***** Vorgegebener Text

Impfstofftherapie bei Augenkrebs: Gericht verpflichtet Krankenkasse zur Zahlung
Das Sozialgericht im niedersächsischen Braunschweig hat eine gesetzliche Krankenkasse zur Erstattung einer mehr als 50.000 Euro teuren sogenannten Vakzinationstherapie mit dendritischen Immunzellen bei einem Augenkrebstumor verurteilt. Im vorliegenden Streitfall greife eine Ausnahmeregelung im Sozialgesetzbuch, erklärte das Gericht am Donnerstag. Demnach müssten Kassen bei lebensbedrohlichen Erkrankungen auch nicht allgemein anerkannte Therapien bei einer "nicht ganz entfernt liegenden Aussicht auf Heilung" übernehmen. (Az. S 6 KR 109/20)
Nach Gerichtsangaben ging es um eine an einem Aderhautmelanom im linken Auge erkrankten Frau. Bei dieser Tumorart besteht in bestimmten Fällen ein großes Risiko der Metastasenstreuung samt hoher Sterblichkeit binnen drei bis fünf Jahren. Allgemein anerkannte onkologische Therapien gemäß medizinischen Standards im Kampf gegen diese Krebsvariante gibt es nicht.
Daher nahm die Klägerin an einer vom Deutschen Krebsstiftung finanzierten Studie von Universitätskliniken in Hamburg und Erlangen zu einem neuen Ansatz teil. Dabei wird ein Impfstoff aus körpereigenen dendritischen Immunzellen von Patientinnen und Patienten gewonnen und verabreicht.
Ihre Teilnahme an der Studie endete aber nach drei Impfungen, weil bei ihr nicht mehr genügend weiße Blutkörperchen zur Bildung von weiteren dendritischen Immunzellen gewonnen werden konnten. Daraufhin beantragte sie bei ihrer Krankenkasse die Kostenübernahme für die noch ausstehenden weiteren Impfungen, was diese aber ablehnte. Es sei keine Kassenleistung, und die Datenbasis können einen möglichen Erfolg nicht genügend begründen.

**********
***** Vorgegebene Daten

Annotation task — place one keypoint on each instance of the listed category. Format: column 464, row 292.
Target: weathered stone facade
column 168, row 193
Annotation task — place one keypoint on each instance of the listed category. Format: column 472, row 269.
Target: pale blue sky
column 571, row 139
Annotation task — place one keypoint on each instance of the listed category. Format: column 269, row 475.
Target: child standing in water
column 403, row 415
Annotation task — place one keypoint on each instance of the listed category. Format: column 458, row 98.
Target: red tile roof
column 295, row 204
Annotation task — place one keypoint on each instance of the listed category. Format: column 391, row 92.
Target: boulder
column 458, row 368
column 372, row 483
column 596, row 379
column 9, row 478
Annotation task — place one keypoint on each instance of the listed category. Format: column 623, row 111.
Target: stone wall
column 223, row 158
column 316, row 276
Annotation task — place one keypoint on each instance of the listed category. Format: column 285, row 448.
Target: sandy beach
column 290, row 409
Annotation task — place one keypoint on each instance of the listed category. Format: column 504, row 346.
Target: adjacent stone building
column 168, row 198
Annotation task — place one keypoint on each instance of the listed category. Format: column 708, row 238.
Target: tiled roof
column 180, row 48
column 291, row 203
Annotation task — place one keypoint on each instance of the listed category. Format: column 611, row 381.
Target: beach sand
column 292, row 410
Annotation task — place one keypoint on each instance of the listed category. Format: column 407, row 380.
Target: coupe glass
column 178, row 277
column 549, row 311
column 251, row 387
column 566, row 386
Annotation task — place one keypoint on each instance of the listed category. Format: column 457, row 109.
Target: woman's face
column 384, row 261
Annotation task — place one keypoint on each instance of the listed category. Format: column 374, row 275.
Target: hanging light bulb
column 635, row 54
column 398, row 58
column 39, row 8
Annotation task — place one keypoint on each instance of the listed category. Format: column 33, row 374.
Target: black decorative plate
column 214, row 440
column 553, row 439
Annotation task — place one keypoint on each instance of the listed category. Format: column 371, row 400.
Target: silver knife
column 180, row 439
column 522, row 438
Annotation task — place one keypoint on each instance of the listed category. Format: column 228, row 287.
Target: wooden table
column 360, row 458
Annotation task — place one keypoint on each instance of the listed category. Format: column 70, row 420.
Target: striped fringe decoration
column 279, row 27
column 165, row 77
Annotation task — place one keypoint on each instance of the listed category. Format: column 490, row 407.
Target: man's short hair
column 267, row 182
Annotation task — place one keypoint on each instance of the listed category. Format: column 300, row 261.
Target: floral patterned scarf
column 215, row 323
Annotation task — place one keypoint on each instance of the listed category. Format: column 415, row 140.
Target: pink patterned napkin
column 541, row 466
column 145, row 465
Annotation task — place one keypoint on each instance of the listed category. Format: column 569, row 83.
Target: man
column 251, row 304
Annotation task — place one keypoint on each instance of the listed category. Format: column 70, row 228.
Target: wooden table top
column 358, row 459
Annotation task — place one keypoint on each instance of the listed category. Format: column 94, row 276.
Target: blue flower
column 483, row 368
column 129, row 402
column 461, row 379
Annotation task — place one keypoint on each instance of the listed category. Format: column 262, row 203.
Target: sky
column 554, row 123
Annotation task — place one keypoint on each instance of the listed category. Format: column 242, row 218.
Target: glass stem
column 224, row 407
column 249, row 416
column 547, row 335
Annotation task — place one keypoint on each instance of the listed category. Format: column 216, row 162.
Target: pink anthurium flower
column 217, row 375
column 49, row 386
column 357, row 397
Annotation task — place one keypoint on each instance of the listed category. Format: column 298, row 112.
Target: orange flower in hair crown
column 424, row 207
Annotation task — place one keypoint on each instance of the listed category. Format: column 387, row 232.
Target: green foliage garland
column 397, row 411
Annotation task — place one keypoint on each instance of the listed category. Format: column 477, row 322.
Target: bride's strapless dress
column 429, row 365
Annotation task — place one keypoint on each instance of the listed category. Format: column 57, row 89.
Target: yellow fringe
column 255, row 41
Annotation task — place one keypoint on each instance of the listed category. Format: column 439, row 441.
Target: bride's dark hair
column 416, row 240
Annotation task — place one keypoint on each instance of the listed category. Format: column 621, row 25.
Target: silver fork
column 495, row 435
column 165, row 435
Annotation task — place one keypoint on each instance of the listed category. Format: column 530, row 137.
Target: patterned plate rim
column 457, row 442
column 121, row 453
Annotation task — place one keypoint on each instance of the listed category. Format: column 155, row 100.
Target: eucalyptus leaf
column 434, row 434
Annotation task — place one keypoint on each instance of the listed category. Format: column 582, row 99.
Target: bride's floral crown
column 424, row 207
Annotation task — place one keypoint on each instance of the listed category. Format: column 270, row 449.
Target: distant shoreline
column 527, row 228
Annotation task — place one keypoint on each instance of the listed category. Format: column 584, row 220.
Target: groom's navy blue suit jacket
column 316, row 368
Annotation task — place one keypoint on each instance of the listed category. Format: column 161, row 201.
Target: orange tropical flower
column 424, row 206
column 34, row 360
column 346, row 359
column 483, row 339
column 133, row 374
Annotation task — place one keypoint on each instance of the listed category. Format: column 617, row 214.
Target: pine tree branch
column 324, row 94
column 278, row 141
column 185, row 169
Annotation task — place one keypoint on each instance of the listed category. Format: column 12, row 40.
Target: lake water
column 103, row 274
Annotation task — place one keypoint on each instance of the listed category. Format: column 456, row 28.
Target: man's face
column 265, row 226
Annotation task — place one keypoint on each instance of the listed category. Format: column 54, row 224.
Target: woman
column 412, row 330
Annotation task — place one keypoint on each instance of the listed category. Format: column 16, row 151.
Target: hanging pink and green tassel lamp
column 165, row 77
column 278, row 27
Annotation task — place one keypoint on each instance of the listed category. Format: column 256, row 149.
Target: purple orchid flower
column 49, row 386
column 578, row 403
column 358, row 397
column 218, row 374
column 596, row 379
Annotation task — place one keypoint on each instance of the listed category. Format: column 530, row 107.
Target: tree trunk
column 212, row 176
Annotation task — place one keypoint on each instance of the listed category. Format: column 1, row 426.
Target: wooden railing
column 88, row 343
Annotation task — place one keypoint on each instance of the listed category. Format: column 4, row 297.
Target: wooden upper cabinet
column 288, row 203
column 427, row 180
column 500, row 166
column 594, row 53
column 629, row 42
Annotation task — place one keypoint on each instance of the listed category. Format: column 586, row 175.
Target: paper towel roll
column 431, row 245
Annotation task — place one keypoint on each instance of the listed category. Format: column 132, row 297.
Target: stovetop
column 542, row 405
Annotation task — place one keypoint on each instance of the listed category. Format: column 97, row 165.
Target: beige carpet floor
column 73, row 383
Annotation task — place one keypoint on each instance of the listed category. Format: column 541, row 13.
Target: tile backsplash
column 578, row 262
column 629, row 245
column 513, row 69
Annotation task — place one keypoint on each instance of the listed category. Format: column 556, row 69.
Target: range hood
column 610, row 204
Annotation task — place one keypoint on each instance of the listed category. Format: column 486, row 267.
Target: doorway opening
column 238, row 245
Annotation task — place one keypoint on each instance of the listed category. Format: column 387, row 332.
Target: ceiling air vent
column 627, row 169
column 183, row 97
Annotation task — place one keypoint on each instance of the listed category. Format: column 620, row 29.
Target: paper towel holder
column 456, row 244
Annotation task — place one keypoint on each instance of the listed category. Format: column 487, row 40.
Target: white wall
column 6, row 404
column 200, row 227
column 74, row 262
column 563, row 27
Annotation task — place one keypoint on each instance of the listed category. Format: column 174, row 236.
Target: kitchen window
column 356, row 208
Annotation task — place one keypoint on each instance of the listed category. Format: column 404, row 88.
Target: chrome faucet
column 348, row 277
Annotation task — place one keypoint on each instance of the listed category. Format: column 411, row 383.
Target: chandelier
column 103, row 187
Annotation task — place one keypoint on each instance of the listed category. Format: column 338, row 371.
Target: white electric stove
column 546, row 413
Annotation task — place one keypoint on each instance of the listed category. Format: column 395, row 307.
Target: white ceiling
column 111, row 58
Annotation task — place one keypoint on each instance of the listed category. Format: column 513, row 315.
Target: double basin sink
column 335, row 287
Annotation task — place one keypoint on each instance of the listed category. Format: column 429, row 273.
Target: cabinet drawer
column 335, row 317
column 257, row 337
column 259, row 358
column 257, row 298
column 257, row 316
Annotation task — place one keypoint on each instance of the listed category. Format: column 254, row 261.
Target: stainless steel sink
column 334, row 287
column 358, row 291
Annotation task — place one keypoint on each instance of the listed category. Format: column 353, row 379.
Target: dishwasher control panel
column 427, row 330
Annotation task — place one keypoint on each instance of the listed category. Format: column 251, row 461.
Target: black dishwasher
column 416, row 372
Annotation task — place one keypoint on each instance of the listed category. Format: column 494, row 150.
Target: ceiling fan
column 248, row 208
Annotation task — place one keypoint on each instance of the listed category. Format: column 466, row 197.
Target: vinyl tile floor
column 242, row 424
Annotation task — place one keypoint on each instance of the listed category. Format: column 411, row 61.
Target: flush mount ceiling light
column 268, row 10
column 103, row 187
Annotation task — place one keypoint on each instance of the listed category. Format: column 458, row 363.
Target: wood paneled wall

**********

Aufgaben und Übungen:
[a] Welches Gericht hat laut dem Text über die Impfstofftherapie bei Augenkrebs die Krankenkasse zur Erstattung der Kosten verurteilt?
[b] Erweitere den Text über die Impfstofftherapie bei Augenkrebs, indem du direkt an seinen letzten Satz anschließt.
Die Zeilen stehen in keinem Zusammenhang mit dem Text über die Impfstofftherapie bei Augenkrebs.

Erwartete Antworten:
[a] Das Sozialgericht im niedersächsischen Braunschweig.

[b]
Mit ihrer Klage gegen die Entscheidung ihrer Kasse hatte die Frau vor dem Sozialgericht allerdings Erfolg. Laut augenärztlichem Gutachten seien die Voraussetzungen einer Ausnahmeregelung für nicht zugelassene Therapien bei lebensbedrohlichen Erkrankungen erfüllt, entschieden die Richterinnen und Richter mit ihrem nun veröffentlichten Urteil vom Januar. Die Entscheidung ist allerdings noch nicht rechtskräftig.
Das Gericht verwies auf eine Entscheidung des Bundesverfassungsgerichts von 2012, das diese Voraussetzungen neu definiert hatte. Demnach folgt aus grundgesetzlichen Vorgaben wie der Achtung der Menschenwürde und dem Sozialstaatsprinzip, dass Krankenkassen auch nicht allgemein anerkannte Behandlungen bezahlen müssen, "wenn eine nicht ganz entfernt liegende Aussicht auf Heilung oder auf eine spürbare positive Einwirkung auf den Krankheitsverlauf besteht". Dies sei im vorliegenden Streitfall gegeben.
Das Gericht verwies auf entsprechende erste positive Ergebnisse der vom Krebszentrum finanzierten Studie. Vor allem aber werde eine Aussicht auf Heilung von der Krankengeschichte der Klägerin selbst unterstrichen, bei der einen Krebsstreuung seit vier Jahren ausgeblieben sei. Die Kasse müsse die Behandlungskosten von mehr als 50.000 Euro deshalb erstatten.